Start ENTRIES

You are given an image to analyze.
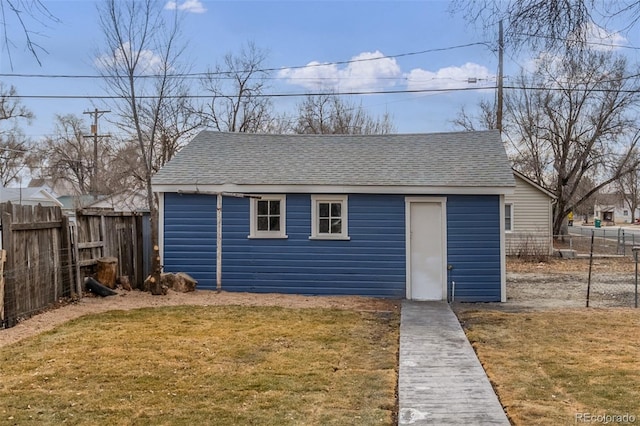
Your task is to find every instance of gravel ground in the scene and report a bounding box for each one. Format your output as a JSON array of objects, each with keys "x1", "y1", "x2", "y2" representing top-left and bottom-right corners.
[{"x1": 0, "y1": 258, "x2": 635, "y2": 347}]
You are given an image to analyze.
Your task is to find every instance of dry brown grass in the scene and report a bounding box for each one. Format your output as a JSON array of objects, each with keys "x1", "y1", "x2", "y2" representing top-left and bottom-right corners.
[
  {"x1": 507, "y1": 256, "x2": 635, "y2": 274},
  {"x1": 0, "y1": 306, "x2": 399, "y2": 425},
  {"x1": 458, "y1": 307, "x2": 640, "y2": 425}
]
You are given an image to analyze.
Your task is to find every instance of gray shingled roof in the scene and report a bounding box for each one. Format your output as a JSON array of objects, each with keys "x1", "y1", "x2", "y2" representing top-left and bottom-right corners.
[{"x1": 153, "y1": 131, "x2": 515, "y2": 187}]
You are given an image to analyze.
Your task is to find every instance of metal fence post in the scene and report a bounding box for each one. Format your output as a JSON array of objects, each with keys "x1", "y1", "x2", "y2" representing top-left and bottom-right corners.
[{"x1": 631, "y1": 246, "x2": 640, "y2": 308}]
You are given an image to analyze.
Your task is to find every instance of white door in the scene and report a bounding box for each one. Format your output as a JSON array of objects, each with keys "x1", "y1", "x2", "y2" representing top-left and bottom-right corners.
[{"x1": 408, "y1": 202, "x2": 446, "y2": 300}]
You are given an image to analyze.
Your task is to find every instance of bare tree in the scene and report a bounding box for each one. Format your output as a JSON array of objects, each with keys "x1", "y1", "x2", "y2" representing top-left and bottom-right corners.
[
  {"x1": 201, "y1": 42, "x2": 274, "y2": 133},
  {"x1": 0, "y1": 0, "x2": 58, "y2": 68},
  {"x1": 0, "y1": 82, "x2": 33, "y2": 186},
  {"x1": 94, "y1": 0, "x2": 190, "y2": 294},
  {"x1": 34, "y1": 114, "x2": 120, "y2": 194},
  {"x1": 451, "y1": 99, "x2": 498, "y2": 132},
  {"x1": 450, "y1": 0, "x2": 640, "y2": 50},
  {"x1": 618, "y1": 148, "x2": 640, "y2": 223},
  {"x1": 506, "y1": 50, "x2": 639, "y2": 235},
  {"x1": 294, "y1": 94, "x2": 395, "y2": 135}
]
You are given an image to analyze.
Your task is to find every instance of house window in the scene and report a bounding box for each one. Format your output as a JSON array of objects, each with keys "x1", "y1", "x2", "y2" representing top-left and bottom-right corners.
[
  {"x1": 504, "y1": 204, "x2": 513, "y2": 232},
  {"x1": 311, "y1": 195, "x2": 349, "y2": 240},
  {"x1": 249, "y1": 195, "x2": 287, "y2": 238}
]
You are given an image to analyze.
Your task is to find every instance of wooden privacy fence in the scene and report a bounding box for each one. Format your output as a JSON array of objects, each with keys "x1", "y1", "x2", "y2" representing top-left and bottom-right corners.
[
  {"x1": 76, "y1": 210, "x2": 148, "y2": 288},
  {"x1": 0, "y1": 203, "x2": 150, "y2": 328},
  {"x1": 0, "y1": 203, "x2": 77, "y2": 327}
]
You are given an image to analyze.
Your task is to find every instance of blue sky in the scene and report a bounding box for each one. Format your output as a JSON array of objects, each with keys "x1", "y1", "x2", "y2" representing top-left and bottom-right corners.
[{"x1": 0, "y1": 0, "x2": 640, "y2": 139}]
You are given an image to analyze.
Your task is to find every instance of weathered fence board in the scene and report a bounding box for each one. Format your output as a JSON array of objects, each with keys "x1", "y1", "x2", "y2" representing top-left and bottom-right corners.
[
  {"x1": 0, "y1": 203, "x2": 72, "y2": 327},
  {"x1": 0, "y1": 203, "x2": 149, "y2": 328},
  {"x1": 76, "y1": 209, "x2": 147, "y2": 288}
]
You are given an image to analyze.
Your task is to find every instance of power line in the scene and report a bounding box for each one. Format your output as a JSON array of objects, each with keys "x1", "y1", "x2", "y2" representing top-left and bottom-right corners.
[
  {"x1": 0, "y1": 41, "x2": 490, "y2": 79},
  {"x1": 0, "y1": 85, "x2": 495, "y2": 100}
]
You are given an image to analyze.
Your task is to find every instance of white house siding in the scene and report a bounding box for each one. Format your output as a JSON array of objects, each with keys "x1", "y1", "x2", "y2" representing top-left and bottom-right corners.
[{"x1": 504, "y1": 173, "x2": 553, "y2": 256}]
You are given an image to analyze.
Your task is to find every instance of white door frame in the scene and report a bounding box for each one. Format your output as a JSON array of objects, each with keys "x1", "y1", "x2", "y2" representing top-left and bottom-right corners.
[{"x1": 404, "y1": 197, "x2": 448, "y2": 300}]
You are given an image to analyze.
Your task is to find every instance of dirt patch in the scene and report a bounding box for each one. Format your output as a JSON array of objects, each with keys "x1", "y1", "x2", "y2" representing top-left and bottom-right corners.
[
  {"x1": 0, "y1": 257, "x2": 635, "y2": 347},
  {"x1": 0, "y1": 290, "x2": 400, "y2": 347},
  {"x1": 454, "y1": 257, "x2": 635, "y2": 312}
]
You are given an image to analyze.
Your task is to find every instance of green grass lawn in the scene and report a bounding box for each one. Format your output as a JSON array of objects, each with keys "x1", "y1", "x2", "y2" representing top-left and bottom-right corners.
[
  {"x1": 458, "y1": 307, "x2": 640, "y2": 425},
  {"x1": 0, "y1": 306, "x2": 399, "y2": 425}
]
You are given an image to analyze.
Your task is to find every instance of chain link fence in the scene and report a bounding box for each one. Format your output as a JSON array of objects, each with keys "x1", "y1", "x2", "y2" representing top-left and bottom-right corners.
[{"x1": 507, "y1": 227, "x2": 640, "y2": 308}]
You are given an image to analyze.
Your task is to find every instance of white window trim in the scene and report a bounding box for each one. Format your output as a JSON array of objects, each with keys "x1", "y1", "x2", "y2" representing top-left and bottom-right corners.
[
  {"x1": 504, "y1": 203, "x2": 515, "y2": 233},
  {"x1": 309, "y1": 195, "x2": 351, "y2": 240},
  {"x1": 249, "y1": 194, "x2": 289, "y2": 238}
]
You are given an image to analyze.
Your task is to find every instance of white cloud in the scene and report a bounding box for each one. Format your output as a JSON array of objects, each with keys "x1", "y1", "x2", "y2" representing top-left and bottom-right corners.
[
  {"x1": 164, "y1": 0, "x2": 207, "y2": 13},
  {"x1": 278, "y1": 51, "x2": 402, "y2": 92},
  {"x1": 96, "y1": 42, "x2": 163, "y2": 74},
  {"x1": 405, "y1": 62, "x2": 495, "y2": 90},
  {"x1": 586, "y1": 22, "x2": 627, "y2": 50}
]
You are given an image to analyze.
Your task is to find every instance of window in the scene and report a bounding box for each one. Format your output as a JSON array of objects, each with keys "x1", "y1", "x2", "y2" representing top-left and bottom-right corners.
[
  {"x1": 311, "y1": 195, "x2": 349, "y2": 240},
  {"x1": 249, "y1": 195, "x2": 287, "y2": 238},
  {"x1": 504, "y1": 204, "x2": 513, "y2": 232}
]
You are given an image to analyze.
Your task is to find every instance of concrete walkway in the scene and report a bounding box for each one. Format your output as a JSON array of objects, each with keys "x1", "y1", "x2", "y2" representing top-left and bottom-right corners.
[{"x1": 398, "y1": 301, "x2": 509, "y2": 425}]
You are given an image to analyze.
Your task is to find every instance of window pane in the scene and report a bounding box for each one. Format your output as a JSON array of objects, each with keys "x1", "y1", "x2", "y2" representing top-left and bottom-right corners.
[
  {"x1": 318, "y1": 203, "x2": 329, "y2": 217},
  {"x1": 269, "y1": 216, "x2": 280, "y2": 231},
  {"x1": 269, "y1": 200, "x2": 280, "y2": 215},
  {"x1": 331, "y1": 203, "x2": 342, "y2": 217},
  {"x1": 258, "y1": 200, "x2": 269, "y2": 216}
]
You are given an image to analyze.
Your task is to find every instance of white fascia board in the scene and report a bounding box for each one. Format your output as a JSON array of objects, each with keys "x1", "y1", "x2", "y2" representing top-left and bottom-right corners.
[{"x1": 153, "y1": 184, "x2": 515, "y2": 195}]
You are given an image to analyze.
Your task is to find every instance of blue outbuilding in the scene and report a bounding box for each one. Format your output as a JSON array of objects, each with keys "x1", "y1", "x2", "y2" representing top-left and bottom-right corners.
[{"x1": 153, "y1": 131, "x2": 515, "y2": 302}]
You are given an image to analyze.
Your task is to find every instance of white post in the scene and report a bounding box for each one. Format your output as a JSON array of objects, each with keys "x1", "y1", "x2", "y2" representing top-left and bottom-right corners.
[{"x1": 216, "y1": 192, "x2": 222, "y2": 293}]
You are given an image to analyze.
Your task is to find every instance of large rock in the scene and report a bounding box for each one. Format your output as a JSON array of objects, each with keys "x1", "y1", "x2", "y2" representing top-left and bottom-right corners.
[
  {"x1": 160, "y1": 272, "x2": 198, "y2": 293},
  {"x1": 142, "y1": 275, "x2": 167, "y2": 295}
]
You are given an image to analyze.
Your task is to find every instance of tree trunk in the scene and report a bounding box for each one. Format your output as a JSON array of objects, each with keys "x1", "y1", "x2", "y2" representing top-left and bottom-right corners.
[{"x1": 96, "y1": 257, "x2": 118, "y2": 289}]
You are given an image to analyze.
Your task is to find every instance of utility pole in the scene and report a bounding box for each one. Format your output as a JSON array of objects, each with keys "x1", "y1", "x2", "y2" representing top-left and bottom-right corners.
[
  {"x1": 496, "y1": 19, "x2": 504, "y2": 133},
  {"x1": 83, "y1": 108, "x2": 111, "y2": 199}
]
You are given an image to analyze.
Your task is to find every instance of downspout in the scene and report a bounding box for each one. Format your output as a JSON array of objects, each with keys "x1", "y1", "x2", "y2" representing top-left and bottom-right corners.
[{"x1": 216, "y1": 192, "x2": 222, "y2": 293}]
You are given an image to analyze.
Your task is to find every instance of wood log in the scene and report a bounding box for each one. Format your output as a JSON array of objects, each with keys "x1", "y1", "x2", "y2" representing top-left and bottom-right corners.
[
  {"x1": 96, "y1": 257, "x2": 118, "y2": 289},
  {"x1": 118, "y1": 275, "x2": 131, "y2": 291},
  {"x1": 84, "y1": 277, "x2": 117, "y2": 297}
]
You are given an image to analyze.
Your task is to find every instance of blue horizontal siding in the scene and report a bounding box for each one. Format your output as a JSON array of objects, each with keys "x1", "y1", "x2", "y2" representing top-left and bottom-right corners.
[
  {"x1": 447, "y1": 195, "x2": 501, "y2": 302},
  {"x1": 163, "y1": 193, "x2": 216, "y2": 288},
  {"x1": 164, "y1": 193, "x2": 405, "y2": 298},
  {"x1": 164, "y1": 193, "x2": 501, "y2": 301}
]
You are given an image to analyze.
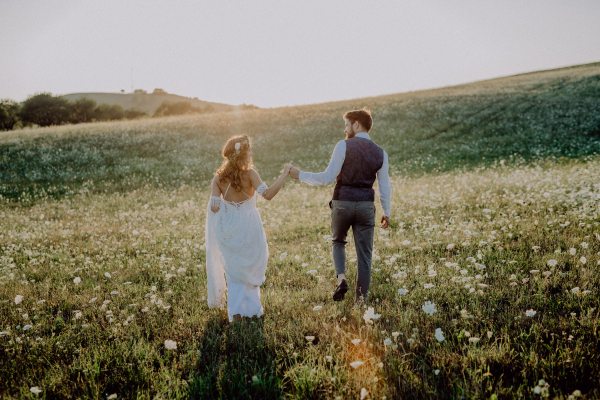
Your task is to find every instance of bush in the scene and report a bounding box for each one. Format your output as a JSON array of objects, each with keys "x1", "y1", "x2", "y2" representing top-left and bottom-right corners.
[
  {"x1": 0, "y1": 99, "x2": 21, "y2": 131},
  {"x1": 95, "y1": 103, "x2": 125, "y2": 121},
  {"x1": 70, "y1": 97, "x2": 96, "y2": 124},
  {"x1": 20, "y1": 93, "x2": 71, "y2": 126}
]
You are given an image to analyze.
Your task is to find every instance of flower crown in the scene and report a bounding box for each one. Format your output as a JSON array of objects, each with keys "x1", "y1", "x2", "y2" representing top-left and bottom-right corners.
[{"x1": 227, "y1": 136, "x2": 250, "y2": 161}]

End ENTRIES

▸ **EXERCISE REQUIREMENTS**
Pick out every line in the entries above that contains the word "blue", and copy each one in full.

▸ **SOLUTION TO THIS TASK**
Your task is to find every instance of blue sky in the scene and report a bounding box for each one. Format your output as a JSON array of objects, each with keys "x1", "y1", "x2", "y2" representing top-left and bottom-right corners.
Your task is to find every instance of blue outbuilding in the scene and report a bounding box for each one. Format your output as a JSON array of objects, each with keys "x1", "y1", "x2", "y2" representing top-left and bottom-right corners.
Your task is to find every instance of blue horizontal siding in the scene and report a bounding box for each one. Format your output as a JSON array of objects, each with keys "x1", "y1", "x2", "y2" representing top-left and bottom-right corners.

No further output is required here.